=== Text excerpt ===
· · · · ·
# Sharkbite type fittings have



## sierra2000 (Sep 19, 2011)

Shark bite type fittings have made their way to PVC now. I was in orchard supply hardware today and saw them. Tried googling it but nothing comes up, Guess it's too new. These things are literally see through!


----------



## Shoot'N'Plumber (Apr 27, 2013)

They've been at my towns Home Depot for maybe year and a half now.


----------



## Hillside (Jan 22, 2010)

......


----------



## Shoot'N'Plumber (Apr 27, 2013)

Hillside said:


> ......


Yup! B-cuz gluein is like....to hard n stuff!


----------



## Redwood (Sep 8, 2008)

Shoot'N'Plumber said:


> Yup! B-cuz gluein is like....to hard n stuff!


Yea it requires special tools and knowledge...

Along with sniffin the glue....


----------



## saysflushable (Jun 15, 2009)

When they become legal and and are made in medium and short sweep fittings, you bet I will use them for service. If they seem good quality.

Never running the risk of spilling glue or primer in a finished house is fine by me.

The only down side is not being able to blame my unusually small genitalia on glue fumes any longer.


----------



## sierra2000 (Sep 19, 2011)
· · · · ·
=== Dataset content ===
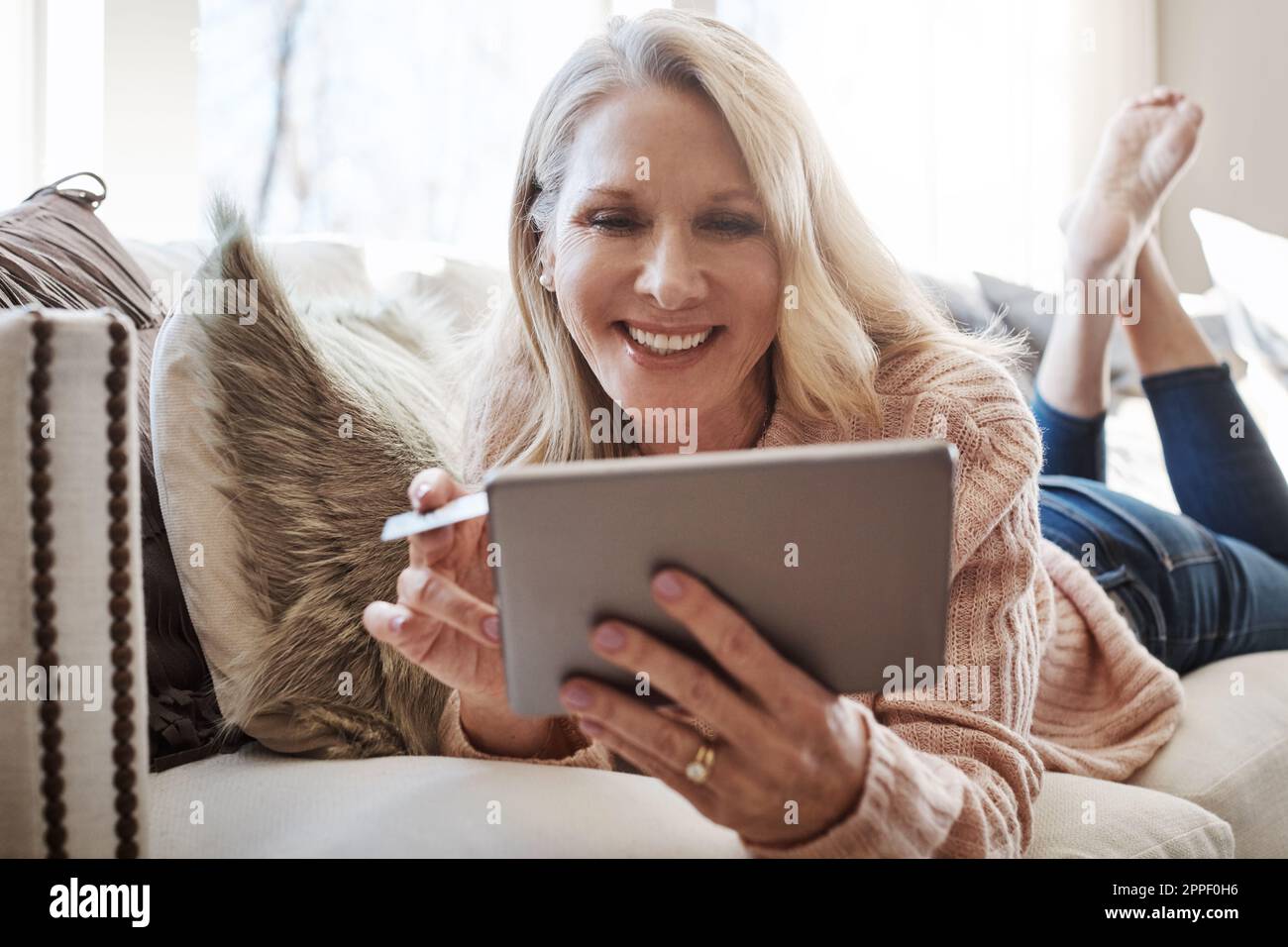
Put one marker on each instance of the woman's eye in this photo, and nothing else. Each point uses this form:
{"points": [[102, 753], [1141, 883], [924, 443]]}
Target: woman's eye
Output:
{"points": [[613, 223], [732, 226]]}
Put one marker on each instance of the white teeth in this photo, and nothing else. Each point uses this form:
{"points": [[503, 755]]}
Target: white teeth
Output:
{"points": [[666, 344]]}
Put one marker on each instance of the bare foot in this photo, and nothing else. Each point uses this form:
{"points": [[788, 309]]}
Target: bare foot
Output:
{"points": [[1142, 153]]}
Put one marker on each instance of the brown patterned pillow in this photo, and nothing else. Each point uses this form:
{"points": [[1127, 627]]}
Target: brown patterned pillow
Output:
{"points": [[54, 252]]}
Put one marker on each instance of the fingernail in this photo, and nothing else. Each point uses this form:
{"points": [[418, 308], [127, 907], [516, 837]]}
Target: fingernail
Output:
{"points": [[609, 637], [668, 585]]}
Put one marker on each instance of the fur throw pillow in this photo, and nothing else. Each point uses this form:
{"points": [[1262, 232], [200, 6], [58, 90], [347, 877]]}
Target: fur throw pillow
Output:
{"points": [[320, 421]]}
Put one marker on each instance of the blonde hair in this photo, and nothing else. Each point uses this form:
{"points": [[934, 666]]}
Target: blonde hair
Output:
{"points": [[531, 392]]}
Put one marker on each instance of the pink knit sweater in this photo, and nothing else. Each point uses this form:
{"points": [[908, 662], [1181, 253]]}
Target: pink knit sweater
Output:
{"points": [[1070, 686]]}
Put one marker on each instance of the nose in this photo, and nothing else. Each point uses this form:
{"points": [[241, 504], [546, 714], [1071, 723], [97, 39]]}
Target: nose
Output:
{"points": [[671, 275]]}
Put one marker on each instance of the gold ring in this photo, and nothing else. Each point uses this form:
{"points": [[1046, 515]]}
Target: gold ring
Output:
{"points": [[699, 770]]}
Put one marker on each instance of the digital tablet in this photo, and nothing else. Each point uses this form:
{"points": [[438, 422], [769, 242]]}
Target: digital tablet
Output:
{"points": [[837, 554]]}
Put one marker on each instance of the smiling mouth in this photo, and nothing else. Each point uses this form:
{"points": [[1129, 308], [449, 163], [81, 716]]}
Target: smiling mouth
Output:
{"points": [[668, 344]]}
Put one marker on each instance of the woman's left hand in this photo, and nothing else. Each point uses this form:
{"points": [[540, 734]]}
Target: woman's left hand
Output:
{"points": [[791, 757]]}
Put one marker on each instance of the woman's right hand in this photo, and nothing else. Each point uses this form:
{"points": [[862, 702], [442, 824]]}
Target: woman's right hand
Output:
· · · · ·
=== Written request 1 ===
Reproduce word for word the part of the thread about Sharkbite-style PVC fittings starting with "When they become" and going on through "fine by me.".
=== Written request 2 ===
In the thread about Sharkbite-style PVC fittings, at which store did sierra2000 see the fittings?
=== Written request 3 ===
From the thread about Sharkbite-style PVC fittings, condense the paragraph beginning "Shark bite type fittings have made their way to PVC now" into a short list of its main facts.
The data is not needed here.

=== Correct output 1 ===
When they become legal and and are made in medium and short sweep fittings, you bet I will use them for service. If they seem good quality.

Never running the risk of spilling glue or primer in a finished house is fine by me.

=== Correct output 2 ===
Orchard Supply Hardware.

=== Correct output 3 ===
- Sharkbite-type fittings are now made for PVC.
- sierra2000 saw them at Orchard Supply Hardware that day.
- A Google search turned up nothing, probably because they are so new.
- The fittings are see-through.